— TASK GOAL —
Which lines of the material below run from the line containing "soldier's shoulder strap" through the line containing "(272, 28), (406, 203)"? Quote those lines verbatim, including both end lines, and nothing else.

Recorded data:
☆ ☆ ☆ ☆ ☆

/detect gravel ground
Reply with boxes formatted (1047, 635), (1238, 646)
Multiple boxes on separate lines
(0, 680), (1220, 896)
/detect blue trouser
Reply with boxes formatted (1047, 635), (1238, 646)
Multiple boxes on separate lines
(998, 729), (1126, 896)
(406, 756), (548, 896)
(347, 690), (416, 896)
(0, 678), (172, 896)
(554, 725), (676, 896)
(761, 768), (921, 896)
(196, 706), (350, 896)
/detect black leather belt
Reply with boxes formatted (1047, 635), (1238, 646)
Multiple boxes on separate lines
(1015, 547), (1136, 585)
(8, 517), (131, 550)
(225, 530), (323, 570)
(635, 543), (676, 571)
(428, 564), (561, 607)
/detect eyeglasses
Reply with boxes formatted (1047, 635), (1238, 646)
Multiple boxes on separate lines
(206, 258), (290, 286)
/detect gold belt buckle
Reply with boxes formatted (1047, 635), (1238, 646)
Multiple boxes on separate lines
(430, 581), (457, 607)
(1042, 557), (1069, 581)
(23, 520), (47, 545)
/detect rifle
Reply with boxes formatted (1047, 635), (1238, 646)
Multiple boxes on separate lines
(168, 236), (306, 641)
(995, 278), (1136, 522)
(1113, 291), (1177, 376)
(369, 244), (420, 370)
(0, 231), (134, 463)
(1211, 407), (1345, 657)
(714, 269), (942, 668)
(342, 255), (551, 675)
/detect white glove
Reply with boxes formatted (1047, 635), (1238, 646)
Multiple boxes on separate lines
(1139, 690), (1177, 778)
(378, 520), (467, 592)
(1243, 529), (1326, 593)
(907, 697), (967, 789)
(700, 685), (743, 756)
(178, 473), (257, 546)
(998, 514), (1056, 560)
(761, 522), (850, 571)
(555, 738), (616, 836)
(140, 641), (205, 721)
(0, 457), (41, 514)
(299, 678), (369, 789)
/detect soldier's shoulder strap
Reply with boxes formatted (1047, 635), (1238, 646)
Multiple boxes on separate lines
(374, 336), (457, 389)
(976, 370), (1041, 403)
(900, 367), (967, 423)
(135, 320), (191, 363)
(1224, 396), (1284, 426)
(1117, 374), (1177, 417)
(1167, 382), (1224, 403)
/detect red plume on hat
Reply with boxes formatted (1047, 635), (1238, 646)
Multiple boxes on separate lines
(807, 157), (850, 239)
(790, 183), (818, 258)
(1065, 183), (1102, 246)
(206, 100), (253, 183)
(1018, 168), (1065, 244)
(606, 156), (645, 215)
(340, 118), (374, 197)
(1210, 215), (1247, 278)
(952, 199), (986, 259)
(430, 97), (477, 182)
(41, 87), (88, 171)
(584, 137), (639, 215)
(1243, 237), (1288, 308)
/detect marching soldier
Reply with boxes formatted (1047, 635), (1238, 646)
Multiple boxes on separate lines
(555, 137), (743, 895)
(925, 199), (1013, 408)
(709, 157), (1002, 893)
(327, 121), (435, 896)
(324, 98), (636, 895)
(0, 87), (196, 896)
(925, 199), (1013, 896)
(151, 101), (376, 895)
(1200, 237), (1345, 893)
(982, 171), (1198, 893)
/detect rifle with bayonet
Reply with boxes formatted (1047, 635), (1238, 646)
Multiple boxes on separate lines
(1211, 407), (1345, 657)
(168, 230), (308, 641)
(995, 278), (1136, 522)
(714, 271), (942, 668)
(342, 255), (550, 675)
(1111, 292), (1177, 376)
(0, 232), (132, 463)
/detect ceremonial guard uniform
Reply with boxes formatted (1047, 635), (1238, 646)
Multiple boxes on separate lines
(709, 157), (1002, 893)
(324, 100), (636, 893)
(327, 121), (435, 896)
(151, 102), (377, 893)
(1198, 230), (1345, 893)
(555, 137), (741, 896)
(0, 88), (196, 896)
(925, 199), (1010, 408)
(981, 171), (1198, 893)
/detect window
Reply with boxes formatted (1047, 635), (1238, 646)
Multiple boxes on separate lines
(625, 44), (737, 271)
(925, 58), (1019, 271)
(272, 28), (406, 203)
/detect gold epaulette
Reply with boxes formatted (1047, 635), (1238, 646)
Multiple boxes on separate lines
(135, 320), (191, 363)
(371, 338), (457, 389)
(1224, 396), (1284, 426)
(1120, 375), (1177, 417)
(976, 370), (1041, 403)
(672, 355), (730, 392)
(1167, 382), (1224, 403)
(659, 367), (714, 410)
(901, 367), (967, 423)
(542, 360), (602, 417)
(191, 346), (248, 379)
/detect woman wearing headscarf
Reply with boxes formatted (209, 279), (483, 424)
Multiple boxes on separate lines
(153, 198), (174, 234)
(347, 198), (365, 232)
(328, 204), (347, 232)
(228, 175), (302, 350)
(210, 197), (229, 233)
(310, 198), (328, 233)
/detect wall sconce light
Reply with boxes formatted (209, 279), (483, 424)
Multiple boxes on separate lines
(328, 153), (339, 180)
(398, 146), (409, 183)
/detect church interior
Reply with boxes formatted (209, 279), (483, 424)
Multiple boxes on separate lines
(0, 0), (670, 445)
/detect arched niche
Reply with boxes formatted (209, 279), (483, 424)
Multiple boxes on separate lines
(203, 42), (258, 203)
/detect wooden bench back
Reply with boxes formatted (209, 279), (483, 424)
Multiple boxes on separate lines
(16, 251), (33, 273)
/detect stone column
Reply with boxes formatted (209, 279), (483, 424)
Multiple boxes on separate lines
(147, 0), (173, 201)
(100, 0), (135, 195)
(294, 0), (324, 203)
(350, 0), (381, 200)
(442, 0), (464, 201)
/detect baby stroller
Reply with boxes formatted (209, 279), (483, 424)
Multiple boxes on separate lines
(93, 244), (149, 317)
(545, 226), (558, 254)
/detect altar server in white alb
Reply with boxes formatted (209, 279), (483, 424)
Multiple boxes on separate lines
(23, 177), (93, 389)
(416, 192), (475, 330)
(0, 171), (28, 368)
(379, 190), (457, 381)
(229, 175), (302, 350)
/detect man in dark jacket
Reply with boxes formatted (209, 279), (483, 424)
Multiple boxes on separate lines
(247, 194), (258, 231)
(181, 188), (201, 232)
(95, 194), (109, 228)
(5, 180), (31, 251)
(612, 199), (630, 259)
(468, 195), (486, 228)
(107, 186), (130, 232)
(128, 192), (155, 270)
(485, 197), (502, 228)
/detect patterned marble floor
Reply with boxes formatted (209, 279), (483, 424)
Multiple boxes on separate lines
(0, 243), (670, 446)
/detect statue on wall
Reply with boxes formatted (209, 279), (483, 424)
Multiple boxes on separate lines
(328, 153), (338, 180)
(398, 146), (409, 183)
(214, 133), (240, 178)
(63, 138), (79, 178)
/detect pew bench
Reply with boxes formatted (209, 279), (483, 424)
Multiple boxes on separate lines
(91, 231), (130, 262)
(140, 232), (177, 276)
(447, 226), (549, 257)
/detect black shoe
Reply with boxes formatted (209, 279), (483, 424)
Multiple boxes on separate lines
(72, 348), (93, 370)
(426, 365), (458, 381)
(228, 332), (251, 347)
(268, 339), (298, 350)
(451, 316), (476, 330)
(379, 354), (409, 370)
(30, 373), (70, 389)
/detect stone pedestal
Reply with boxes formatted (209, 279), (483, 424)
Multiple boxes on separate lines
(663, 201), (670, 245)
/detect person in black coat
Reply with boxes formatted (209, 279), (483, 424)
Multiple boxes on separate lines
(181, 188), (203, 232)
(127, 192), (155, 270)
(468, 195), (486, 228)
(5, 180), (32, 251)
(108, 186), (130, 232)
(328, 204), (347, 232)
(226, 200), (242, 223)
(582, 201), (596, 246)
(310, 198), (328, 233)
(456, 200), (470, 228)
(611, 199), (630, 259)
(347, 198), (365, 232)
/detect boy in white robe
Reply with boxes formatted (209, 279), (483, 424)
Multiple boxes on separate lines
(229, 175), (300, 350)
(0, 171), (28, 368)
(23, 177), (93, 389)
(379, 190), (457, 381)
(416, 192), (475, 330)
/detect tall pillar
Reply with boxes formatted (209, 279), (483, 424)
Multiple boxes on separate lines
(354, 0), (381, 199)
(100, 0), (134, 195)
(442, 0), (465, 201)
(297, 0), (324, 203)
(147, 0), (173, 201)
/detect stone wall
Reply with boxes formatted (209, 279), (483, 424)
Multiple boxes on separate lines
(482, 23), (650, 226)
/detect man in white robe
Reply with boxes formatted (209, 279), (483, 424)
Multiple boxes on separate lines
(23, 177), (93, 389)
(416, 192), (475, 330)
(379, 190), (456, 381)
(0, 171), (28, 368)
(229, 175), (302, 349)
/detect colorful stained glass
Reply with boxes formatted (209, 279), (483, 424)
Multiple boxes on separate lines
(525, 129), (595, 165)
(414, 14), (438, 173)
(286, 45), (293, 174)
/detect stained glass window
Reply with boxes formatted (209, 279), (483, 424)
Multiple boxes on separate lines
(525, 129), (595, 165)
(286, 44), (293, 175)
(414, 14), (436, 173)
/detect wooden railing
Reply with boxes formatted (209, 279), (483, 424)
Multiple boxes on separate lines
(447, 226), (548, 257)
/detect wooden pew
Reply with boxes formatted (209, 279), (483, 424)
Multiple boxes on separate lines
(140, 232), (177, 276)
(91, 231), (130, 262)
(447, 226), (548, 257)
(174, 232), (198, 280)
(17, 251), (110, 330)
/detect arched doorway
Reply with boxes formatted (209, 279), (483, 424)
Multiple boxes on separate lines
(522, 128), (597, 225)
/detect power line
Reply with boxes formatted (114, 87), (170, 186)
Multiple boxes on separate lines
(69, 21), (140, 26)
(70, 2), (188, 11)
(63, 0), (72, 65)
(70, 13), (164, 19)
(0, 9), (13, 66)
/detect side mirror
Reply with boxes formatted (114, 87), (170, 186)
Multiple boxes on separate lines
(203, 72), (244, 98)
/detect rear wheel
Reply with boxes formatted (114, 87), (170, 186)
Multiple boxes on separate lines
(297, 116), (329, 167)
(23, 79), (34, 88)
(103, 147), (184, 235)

☆ ☆ ☆ ☆ ☆

— EXERCISE ANSWER —
/detect soldier's shoulder strap
Reply with boxes formatted (1047, 635), (1238, 646)
Multiple boxes on separate lines
(374, 336), (457, 389)
(976, 370), (1041, 403)
(900, 367), (967, 423)
(135, 320), (191, 363)
(1224, 396), (1284, 426)
(1117, 374), (1177, 417)
(1167, 382), (1224, 403)
/detect red plume on hat
Reply with boxes formatted (1047, 635), (1238, 646)
Multiple boxes on separate lines
(807, 157), (850, 239)
(790, 183), (818, 258)
(1065, 183), (1102, 246)
(206, 100), (253, 183)
(1018, 168), (1065, 244)
(606, 156), (645, 215)
(340, 118), (374, 197)
(1210, 215), (1247, 278)
(952, 199), (986, 259)
(430, 97), (477, 182)
(41, 87), (88, 171)
(584, 137), (639, 215)
(1243, 237), (1288, 308)
/detect marching soldier
Reply with boxes formatted (1047, 635), (1238, 646)
Multiple boxes on separate lines
(555, 137), (743, 895)
(925, 199), (1013, 408)
(709, 157), (1002, 893)
(327, 121), (435, 896)
(324, 98), (636, 895)
(0, 87), (196, 896)
(925, 199), (1013, 896)
(151, 101), (376, 895)
(1200, 237), (1345, 893)
(982, 171), (1198, 893)
/detect rifle with bayonet
Reply with boxes formatted (1047, 635), (1238, 646)
Multiple boxes on separate lines
(1211, 407), (1345, 657)
(168, 230), (308, 641)
(995, 278), (1136, 522)
(714, 271), (942, 668)
(342, 255), (550, 675)
(1111, 292), (1177, 376)
(0, 232), (132, 463)
/detect ceremonial guard uniform
Reply with boxes formatted (1047, 635), (1238, 646)
Multiple boxes on separate lines
(709, 157), (1002, 893)
(324, 100), (636, 893)
(327, 121), (435, 896)
(151, 102), (377, 893)
(1198, 230), (1345, 893)
(555, 137), (741, 896)
(0, 88), (196, 896)
(925, 199), (1010, 408)
(981, 171), (1198, 893)
/detect window
Reply with boxes formatted (1047, 635), (1238, 646)
Multiple boxes on separate lines
(625, 44), (737, 271)
(925, 58), (1019, 271)
(272, 28), (406, 203)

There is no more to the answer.